Opdrachten:
• 1. Beantwoord aan de hand van de tekst over Antons reis de volgende vragen:
(a) In welk jaar kreeg Baltimore een spoorlijn?
(b) Met welk land wordt het landschap vergeleken?
(c) Welke familie is volgens de tekst nergens meer terug te vinden?
• 2. Neem uit de tekst over Antons reis letterlijk het gedeelte over van "En hier raak" tot en met "ergens naamloos begraven.".
• 3. Schrijf het vervolg van de tekst over Antons reis vanaf Baltimore, aansluitend op de laatste zin.

Brontekst:
====
In 1830 kreeg Baltimore als een van de eerste steden in Amerika een spoorlijn en verliep het eerste stuk van de reis per spoor. Toen nog een uitvinding in kinderschoenen dus de reis was weinig comfortabel. Daarna ging de lange reis naar het Noorden vaak via het water. Via kanaalboten, stoomboten er radarboten over de enorme rivieren en meren. Het landschap zo sterk afwijkend van het platte Nederland. Een ander klimaat, hitte en benauwdheid, ongedierte maar ook prachtige bergen en ander natuurschoon. 

En hier raak ik Anton kwijt. Hij is aangekomen in Baltimore, dat weet ik zeker. Maar daarna kan ik geen spoor meer van hem vinden. In de hoop dat hij samen met andere passagiers is gaan reizen en ik hem zo verder kon traceren zocht ik die hele passagierslijst uit, maar ook de familie Bolander kan ik nergens meer terugvinden. Er overleden ook veel mensen tijdens de lange zware reis naar het Noorden. Het kon maanden duren. Misschien dat Anton toch alleen heeft gereisd en niemand wie wist wie hij was en ligt hij ergens naamloos begraven.
====
Aangeleverde items:
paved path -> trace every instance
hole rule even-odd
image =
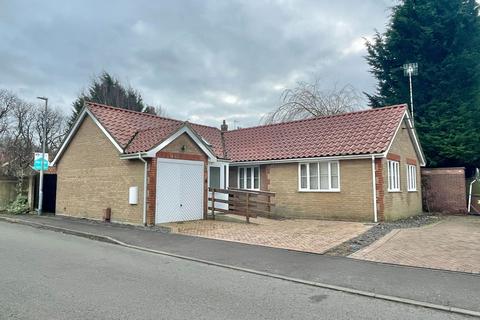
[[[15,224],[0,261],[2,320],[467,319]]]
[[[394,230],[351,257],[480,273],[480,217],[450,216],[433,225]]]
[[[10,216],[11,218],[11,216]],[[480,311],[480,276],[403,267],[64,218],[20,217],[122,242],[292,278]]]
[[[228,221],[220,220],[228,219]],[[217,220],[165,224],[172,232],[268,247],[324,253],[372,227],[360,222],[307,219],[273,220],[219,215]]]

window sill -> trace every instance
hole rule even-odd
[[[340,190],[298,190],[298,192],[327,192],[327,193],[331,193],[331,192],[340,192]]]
====
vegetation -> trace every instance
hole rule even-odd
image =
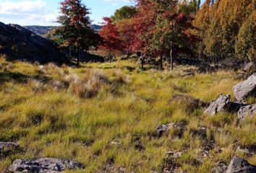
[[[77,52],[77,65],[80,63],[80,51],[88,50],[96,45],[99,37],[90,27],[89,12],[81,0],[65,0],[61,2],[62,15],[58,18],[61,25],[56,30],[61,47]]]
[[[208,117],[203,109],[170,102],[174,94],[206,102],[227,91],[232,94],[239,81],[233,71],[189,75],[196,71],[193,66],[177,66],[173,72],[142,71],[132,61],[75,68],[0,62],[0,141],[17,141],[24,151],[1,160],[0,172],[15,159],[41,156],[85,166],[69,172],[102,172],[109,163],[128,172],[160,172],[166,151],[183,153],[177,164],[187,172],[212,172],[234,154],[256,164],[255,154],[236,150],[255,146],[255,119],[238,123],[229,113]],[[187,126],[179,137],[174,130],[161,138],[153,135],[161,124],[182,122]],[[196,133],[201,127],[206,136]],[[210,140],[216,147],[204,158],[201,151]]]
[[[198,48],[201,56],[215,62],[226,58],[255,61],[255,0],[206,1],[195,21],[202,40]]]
====
Antwoorden:
• 1.
(a) In 1830.
(b) Met het platte Nederland.
(c) De familie Bolander.

• 2.
En hier raak ik Anton kwijt. Hij is aangekomen in Baltimore, dat weet ik zeker. Maar daarna kan ik geen spoor meer van hem vinden. In de hoop dat hij samen met andere passagiers is gaan reizen en ik hem zo verder kon traceren zocht ik die hele passagierslijst uit, maar ook de familie Bolander kan ik nergens meer terugvinden. Er overleden ook veel mensen tijdens de lange zware reis naar het Noorden. Het kon maanden duren. Misschien dat Anton toch alleen heeft gereisd en niemand wie wist wie hij was en ligt hij ergens naamloos begraven.

• 3.
de ramp met de Phoenix

Ik heb nog proberen uit te zoeken of Anton een van de passagiers was die op de Phoenix zaten. Op deze houten stoomboot zaten vijfenzeventig inwoners uit Aalten toen die in november 1847 in brand vloog op Lake Michigan waarbij honderddrieënzestig passagiers overleden. Er zaten vermoedelijk ook passagiers op het schip die niet op de passagierslijst stonden. Was Anton een van die mensen die op deze verschrikkelijk manier om het leven kwam? Ik heb er veel over gelezen, o.a. het boek “Phoenix” van Bert Wagendorp, en podcasts over geluisterd. Ik heb geen bewijs kunnen vinden dat hij op die boot zat maar uitsluiten dat hij er niet op zat kan ik ook niet. 

Oproep rechtbank aan Anton Jansen

Dat zijn kinderen ook niet wisten wat er met hun vader was gebeurd blijkt uit verschillende documenten. Als zijn dochter Christina Maria in 1860 wil trouwen kan ze niet vertellen of haar vader is overleden of niet. Op een oproep van de rechtbank om te reageren en haar zo toestemming te geven voor het huwelijk wordt niet gereageerd. Als zijn oudste zoon wil trouwen in 1865 staat erbij vader; adres onbekend. Bij het huwelijk van zijn jongste zoon in 1880 staat de vader wel als overleden. Ik neem aan dat ze na drieëndertig jaar zonder contact er van uit zijn gegaan dat hun vader was overleden. Anton zou dan ook al eenentachtig jaar moeten zijn.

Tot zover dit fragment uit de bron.